BRIEF
Find every line in the records below that contains "tree", and copy it.

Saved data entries
┄┄┄┄┄┄┄┄┄┄
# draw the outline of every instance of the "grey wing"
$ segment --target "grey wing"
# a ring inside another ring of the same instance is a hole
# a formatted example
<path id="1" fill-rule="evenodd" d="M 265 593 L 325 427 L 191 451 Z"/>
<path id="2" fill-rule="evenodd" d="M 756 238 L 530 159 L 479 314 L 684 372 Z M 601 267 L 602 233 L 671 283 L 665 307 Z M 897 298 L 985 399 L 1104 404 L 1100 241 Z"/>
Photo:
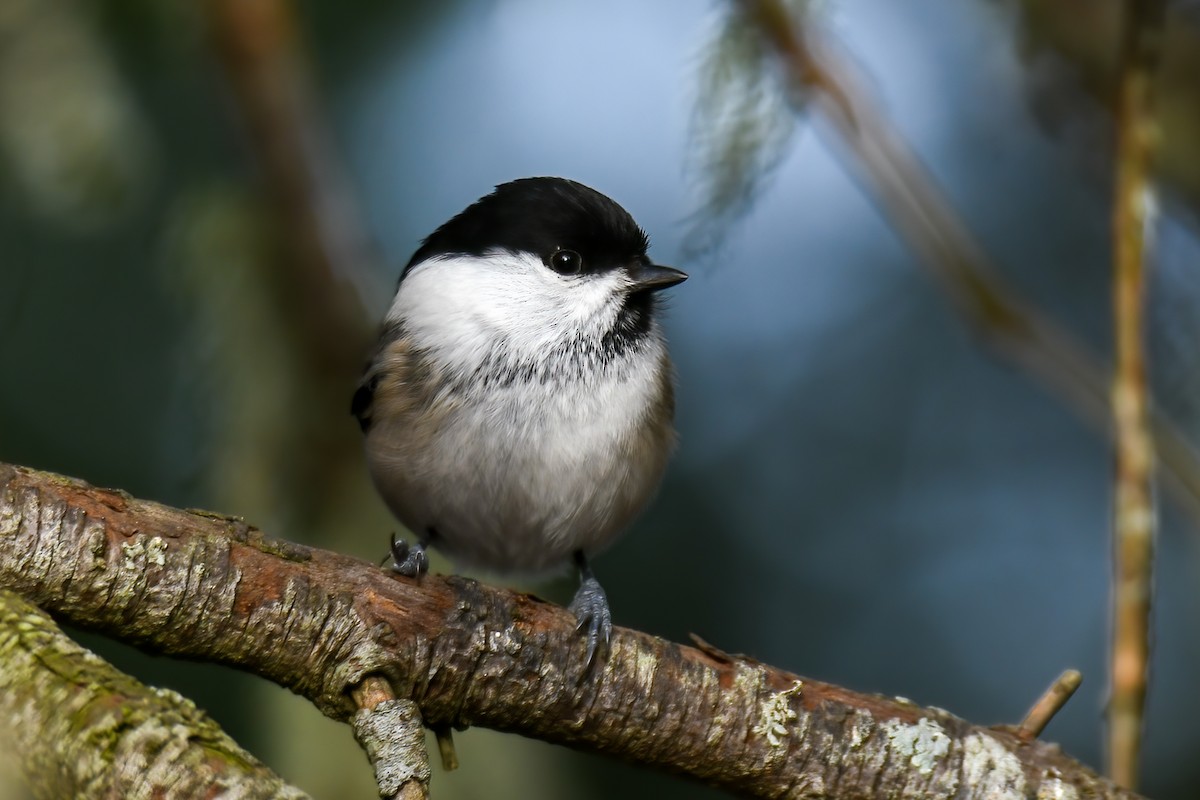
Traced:
<path id="1" fill-rule="evenodd" d="M 350 399 L 350 413 L 358 420 L 358 426 L 366 433 L 371 427 L 371 407 L 375 400 L 375 387 L 379 384 L 379 375 L 368 368 L 362 383 L 354 390 Z"/>
<path id="2" fill-rule="evenodd" d="M 375 353 L 363 370 L 362 380 L 354 390 L 350 399 L 350 413 L 358 420 L 358 426 L 366 433 L 371 428 L 374 419 L 376 397 L 380 380 L 385 374 L 392 372 L 403 376 L 407 371 L 408 361 L 407 339 L 404 331 L 395 323 L 386 324 L 379 333 Z"/>

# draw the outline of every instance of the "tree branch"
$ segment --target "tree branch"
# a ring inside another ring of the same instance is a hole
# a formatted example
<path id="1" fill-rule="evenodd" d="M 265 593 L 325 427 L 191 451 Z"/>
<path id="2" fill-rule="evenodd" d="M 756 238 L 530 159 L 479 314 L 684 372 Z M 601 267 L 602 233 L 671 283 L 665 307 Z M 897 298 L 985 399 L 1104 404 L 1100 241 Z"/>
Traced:
<path id="1" fill-rule="evenodd" d="M 0 715 L 5 749 L 18 753 L 38 797 L 307 797 L 191 701 L 122 674 L 5 590 Z"/>
<path id="2" fill-rule="evenodd" d="M 273 276 L 303 354 L 357 375 L 382 281 L 319 112 L 311 67 L 287 0 L 204 0 L 220 65 L 278 215 L 288 256 Z"/>
<path id="3" fill-rule="evenodd" d="M 379 796 L 429 800 L 429 754 L 416 703 L 397 700 L 387 681 L 376 675 L 368 676 L 350 694 L 359 706 L 350 725 L 375 768 Z"/>
<path id="4" fill-rule="evenodd" d="M 1151 89 L 1166 17 L 1165 0 L 1127 0 L 1117 102 L 1113 198 L 1112 384 L 1116 438 L 1113 512 L 1112 699 L 1108 709 L 1109 774 L 1136 786 L 1150 662 L 1153 598 L 1154 439 L 1146 384 L 1146 262 L 1151 213 L 1150 160 L 1157 128 Z"/>
<path id="5" fill-rule="evenodd" d="M 1067 330 L 1007 286 L 917 154 L 884 117 L 832 34 L 811 38 L 781 0 L 736 0 L 779 58 L 792 96 L 837 133 L 896 231 L 960 316 L 1001 357 L 1056 392 L 1083 419 L 1110 428 L 1108 370 Z M 1164 485 L 1200 522 L 1200 456 L 1161 411 L 1147 410 Z"/>
<path id="6" fill-rule="evenodd" d="M 187 512 L 0 465 L 0 584 L 73 624 L 233 665 L 348 720 L 382 677 L 435 729 L 481 725 L 751 797 L 1135 798 L 1010 731 L 637 631 L 589 673 L 570 612 L 420 582 Z"/>

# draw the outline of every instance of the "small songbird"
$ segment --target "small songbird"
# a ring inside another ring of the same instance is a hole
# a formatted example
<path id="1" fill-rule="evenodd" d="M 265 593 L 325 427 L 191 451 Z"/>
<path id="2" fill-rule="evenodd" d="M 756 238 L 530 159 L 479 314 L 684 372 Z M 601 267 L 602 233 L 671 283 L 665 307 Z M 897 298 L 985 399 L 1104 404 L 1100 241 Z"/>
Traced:
<path id="1" fill-rule="evenodd" d="M 352 411 L 371 477 L 426 547 L 463 566 L 579 569 L 590 665 L 612 631 L 588 559 L 658 487 L 675 400 L 651 263 L 615 202 L 563 178 L 497 186 L 427 238 L 400 277 Z"/>

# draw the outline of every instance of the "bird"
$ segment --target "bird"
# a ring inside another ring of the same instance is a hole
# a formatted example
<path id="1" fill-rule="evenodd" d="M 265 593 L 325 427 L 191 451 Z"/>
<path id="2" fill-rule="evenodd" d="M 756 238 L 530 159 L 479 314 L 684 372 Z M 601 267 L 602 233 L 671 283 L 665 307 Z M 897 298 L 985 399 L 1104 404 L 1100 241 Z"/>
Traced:
<path id="1" fill-rule="evenodd" d="M 663 289 L 624 208 L 581 183 L 502 183 L 423 240 L 351 402 L 371 479 L 415 541 L 458 567 L 570 569 L 590 668 L 612 614 L 591 559 L 657 492 L 675 445 Z"/>

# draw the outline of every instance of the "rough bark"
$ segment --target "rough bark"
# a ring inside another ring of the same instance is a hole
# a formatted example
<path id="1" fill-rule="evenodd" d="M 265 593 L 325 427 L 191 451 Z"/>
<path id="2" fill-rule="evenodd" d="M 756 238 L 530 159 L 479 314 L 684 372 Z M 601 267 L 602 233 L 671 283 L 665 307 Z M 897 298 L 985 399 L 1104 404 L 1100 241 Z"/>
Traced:
<path id="1" fill-rule="evenodd" d="M 143 648 L 237 666 L 348 720 L 383 677 L 481 725 L 763 798 L 1134 798 L 1054 745 L 618 628 L 588 674 L 535 597 L 373 564 L 0 465 L 0 585 Z"/>
<path id="2" fill-rule="evenodd" d="M 303 800 L 191 701 L 152 689 L 0 590 L 0 741 L 35 796 Z"/>

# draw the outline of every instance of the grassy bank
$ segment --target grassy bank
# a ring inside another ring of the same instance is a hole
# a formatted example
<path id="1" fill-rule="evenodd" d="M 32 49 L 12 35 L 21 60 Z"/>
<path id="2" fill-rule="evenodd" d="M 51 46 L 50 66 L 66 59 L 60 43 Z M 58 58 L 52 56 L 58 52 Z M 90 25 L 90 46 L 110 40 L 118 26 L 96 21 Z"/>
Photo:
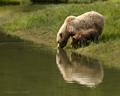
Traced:
<path id="1" fill-rule="evenodd" d="M 0 0 L 0 5 L 19 5 L 31 3 L 30 0 Z"/>
<path id="2" fill-rule="evenodd" d="M 5 7 L 0 7 L 0 9 Z M 6 34 L 56 47 L 56 34 L 64 19 L 87 11 L 97 11 L 105 18 L 105 29 L 98 43 L 72 49 L 93 58 L 120 62 L 120 1 L 110 0 L 91 4 L 44 4 L 9 6 L 0 11 L 1 28 Z M 70 47 L 70 44 L 67 45 Z M 67 48 L 66 48 L 67 49 Z"/>
<path id="3" fill-rule="evenodd" d="M 92 3 L 107 0 L 0 0 L 0 5 L 18 5 L 30 3 Z"/>
<path id="4" fill-rule="evenodd" d="M 17 5 L 17 4 L 20 4 L 21 3 L 21 0 L 0 0 L 0 5 L 8 5 L 8 4 L 14 4 L 14 5 Z"/>

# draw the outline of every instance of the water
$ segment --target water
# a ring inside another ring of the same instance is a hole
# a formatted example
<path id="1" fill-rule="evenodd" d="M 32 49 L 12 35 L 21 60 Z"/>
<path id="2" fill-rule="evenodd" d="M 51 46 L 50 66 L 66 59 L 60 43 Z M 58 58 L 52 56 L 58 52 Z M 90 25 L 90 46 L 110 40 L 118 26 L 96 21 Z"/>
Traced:
<path id="1" fill-rule="evenodd" d="M 0 38 L 0 96 L 120 95 L 119 69 L 62 49 Z"/>

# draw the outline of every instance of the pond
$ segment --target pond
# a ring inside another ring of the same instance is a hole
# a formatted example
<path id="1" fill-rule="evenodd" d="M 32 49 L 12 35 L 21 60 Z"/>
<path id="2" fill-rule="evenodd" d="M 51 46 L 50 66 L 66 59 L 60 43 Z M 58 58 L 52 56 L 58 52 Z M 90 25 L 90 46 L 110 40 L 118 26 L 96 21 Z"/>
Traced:
<path id="1" fill-rule="evenodd" d="M 119 96 L 120 70 L 0 35 L 1 96 Z"/>

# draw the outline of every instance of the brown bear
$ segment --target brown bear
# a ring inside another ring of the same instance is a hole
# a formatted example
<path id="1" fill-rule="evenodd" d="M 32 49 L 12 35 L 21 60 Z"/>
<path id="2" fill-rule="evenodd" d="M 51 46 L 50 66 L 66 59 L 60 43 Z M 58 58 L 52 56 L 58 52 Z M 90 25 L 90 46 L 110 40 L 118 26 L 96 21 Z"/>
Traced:
<path id="1" fill-rule="evenodd" d="M 83 45 L 88 45 L 88 40 L 98 41 L 99 34 L 95 29 L 81 30 L 71 37 L 71 47 L 77 47 L 78 44 L 80 47 Z"/>
<path id="2" fill-rule="evenodd" d="M 68 16 L 57 34 L 58 48 L 66 46 L 70 36 L 80 30 L 95 29 L 100 35 L 104 29 L 104 17 L 94 11 L 86 12 L 80 16 Z"/>

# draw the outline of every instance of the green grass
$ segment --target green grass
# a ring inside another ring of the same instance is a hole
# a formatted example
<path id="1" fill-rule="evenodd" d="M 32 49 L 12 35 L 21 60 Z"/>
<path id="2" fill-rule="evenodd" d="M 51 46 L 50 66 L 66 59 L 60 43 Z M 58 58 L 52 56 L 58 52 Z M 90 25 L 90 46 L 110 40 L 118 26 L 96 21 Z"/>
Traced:
<path id="1" fill-rule="evenodd" d="M 10 7 L 10 6 L 9 6 Z M 2 9 L 2 7 L 0 7 Z M 3 7 L 4 9 L 4 7 Z M 3 32 L 19 36 L 25 40 L 56 47 L 56 35 L 69 15 L 81 15 L 87 11 L 97 11 L 105 18 L 105 28 L 99 42 L 72 49 L 80 54 L 120 62 L 120 2 L 110 0 L 91 4 L 44 4 L 11 6 L 6 14 L 0 15 Z M 1 11 L 2 14 L 2 11 Z M 70 47 L 70 44 L 67 45 Z M 67 49 L 67 48 L 66 48 Z"/>
<path id="2" fill-rule="evenodd" d="M 92 58 L 107 60 L 114 64 L 120 62 L 120 39 L 107 42 L 91 43 L 88 47 L 74 50 L 77 53 L 85 54 Z"/>
<path id="3" fill-rule="evenodd" d="M 20 4 L 21 0 L 0 0 L 0 5 L 6 5 L 6 4 Z"/>
<path id="4" fill-rule="evenodd" d="M 108 0 L 68 0 L 68 2 L 74 2 L 74 3 L 92 3 L 96 1 L 108 1 Z"/>
<path id="5" fill-rule="evenodd" d="M 18 5 L 18 4 L 29 4 L 30 0 L 0 0 L 0 5 Z"/>
<path id="6" fill-rule="evenodd" d="M 0 5 L 8 5 L 8 4 L 13 4 L 13 5 L 18 5 L 18 4 L 29 4 L 32 3 L 32 0 L 0 0 Z M 34 0 L 35 1 L 35 0 Z M 56 2 L 56 0 L 36 0 L 36 2 L 48 2 L 48 3 L 53 3 Z M 91 3 L 94 1 L 106 1 L 106 0 L 68 0 L 68 3 Z M 66 0 L 58 0 L 56 3 L 65 3 Z"/>

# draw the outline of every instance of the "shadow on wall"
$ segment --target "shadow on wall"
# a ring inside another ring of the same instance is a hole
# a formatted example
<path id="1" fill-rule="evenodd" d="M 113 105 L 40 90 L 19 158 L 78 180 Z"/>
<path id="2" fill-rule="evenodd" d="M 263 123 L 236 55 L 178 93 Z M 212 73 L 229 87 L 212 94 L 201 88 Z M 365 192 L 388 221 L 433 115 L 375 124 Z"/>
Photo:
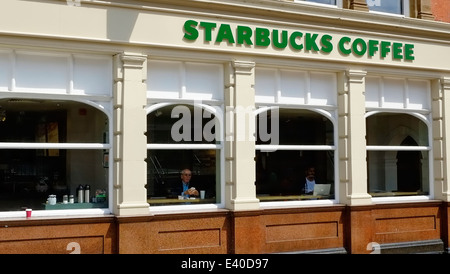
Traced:
<path id="1" fill-rule="evenodd" d="M 108 8 L 107 37 L 111 41 L 129 42 L 139 12 L 119 8 Z"/>

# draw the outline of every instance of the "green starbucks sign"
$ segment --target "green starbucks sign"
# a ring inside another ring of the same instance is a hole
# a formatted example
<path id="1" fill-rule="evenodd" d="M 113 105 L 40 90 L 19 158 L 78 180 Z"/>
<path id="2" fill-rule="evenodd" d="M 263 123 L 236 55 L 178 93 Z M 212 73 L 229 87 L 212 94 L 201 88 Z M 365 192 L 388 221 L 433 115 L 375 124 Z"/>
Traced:
<path id="1" fill-rule="evenodd" d="M 334 39 L 329 34 L 301 31 L 288 31 L 268 28 L 251 28 L 238 25 L 198 22 L 187 20 L 184 23 L 183 38 L 190 41 L 203 39 L 204 42 L 228 43 L 251 47 L 274 47 L 279 50 L 290 48 L 293 51 L 318 52 L 328 54 L 339 51 L 342 56 L 354 55 L 369 58 L 392 58 L 392 60 L 413 61 L 414 45 L 383 40 L 350 38 L 343 36 Z"/>

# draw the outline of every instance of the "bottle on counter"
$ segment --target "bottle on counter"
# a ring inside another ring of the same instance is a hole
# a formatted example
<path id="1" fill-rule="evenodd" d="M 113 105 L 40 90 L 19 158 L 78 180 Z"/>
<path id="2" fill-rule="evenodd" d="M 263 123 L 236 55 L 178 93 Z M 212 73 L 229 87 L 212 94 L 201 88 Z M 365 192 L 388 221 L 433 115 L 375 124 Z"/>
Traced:
<path id="1" fill-rule="evenodd" d="M 78 203 L 83 203 L 84 202 L 84 188 L 82 185 L 79 185 L 77 188 L 77 198 L 78 198 Z"/>
<path id="2" fill-rule="evenodd" d="M 84 187 L 84 202 L 85 203 L 90 203 L 90 190 L 91 190 L 91 187 L 89 186 L 89 185 L 86 185 L 85 187 Z"/>

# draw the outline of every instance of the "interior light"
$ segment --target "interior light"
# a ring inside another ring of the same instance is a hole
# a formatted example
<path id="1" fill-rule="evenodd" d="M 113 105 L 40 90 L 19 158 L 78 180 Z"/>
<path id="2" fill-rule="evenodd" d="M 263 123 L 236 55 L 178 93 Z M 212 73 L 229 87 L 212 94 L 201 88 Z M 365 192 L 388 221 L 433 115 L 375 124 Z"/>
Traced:
<path id="1" fill-rule="evenodd" d="M 0 122 L 6 121 L 6 110 L 0 108 Z"/>

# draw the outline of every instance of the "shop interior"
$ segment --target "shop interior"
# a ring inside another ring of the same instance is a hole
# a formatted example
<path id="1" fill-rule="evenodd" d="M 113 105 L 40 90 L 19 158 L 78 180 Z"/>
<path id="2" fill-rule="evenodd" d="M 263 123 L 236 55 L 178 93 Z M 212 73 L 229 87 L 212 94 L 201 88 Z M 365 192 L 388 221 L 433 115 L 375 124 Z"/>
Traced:
<path id="1" fill-rule="evenodd" d="M 147 143 L 174 145 L 147 152 L 146 189 L 150 205 L 185 203 L 179 199 L 183 169 L 192 173 L 190 187 L 205 192 L 203 199 L 191 197 L 190 203 L 220 202 L 220 150 L 202 148 L 216 144 L 216 138 L 208 136 L 215 135 L 214 122 L 215 116 L 206 110 L 184 104 L 162 107 L 147 115 Z"/>
<path id="2" fill-rule="evenodd" d="M 378 113 L 367 118 L 367 144 L 392 147 L 367 153 L 368 189 L 374 196 L 429 193 L 428 128 L 410 114 Z"/>
<path id="3" fill-rule="evenodd" d="M 80 185 L 89 185 L 89 203 L 67 208 L 106 206 L 106 150 L 39 148 L 49 143 L 104 143 L 104 113 L 71 101 L 2 99 L 0 118 L 0 211 L 53 209 L 48 207 L 49 195 L 56 195 L 58 204 L 64 195 L 73 195 L 77 203 Z M 102 197 L 101 203 L 96 196 Z"/>
<path id="4" fill-rule="evenodd" d="M 317 112 L 302 109 L 279 109 L 278 119 L 273 118 L 273 113 L 264 115 L 268 116 L 269 123 L 278 123 L 279 145 L 276 149 L 256 151 L 257 196 L 268 201 L 334 198 L 334 150 L 315 148 L 334 144 L 331 121 Z M 277 127 L 270 124 L 268 128 Z M 261 140 L 259 130 L 257 133 L 256 144 L 270 144 Z M 305 170 L 310 166 L 316 170 L 316 184 L 331 185 L 328 195 L 313 198 L 301 195 Z"/>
┄┄┄┄┄┄┄┄┄┄
RESULT FOR THIS TASK
# draw the outline of every instance of the "tree branch"
$ segment --target "tree branch"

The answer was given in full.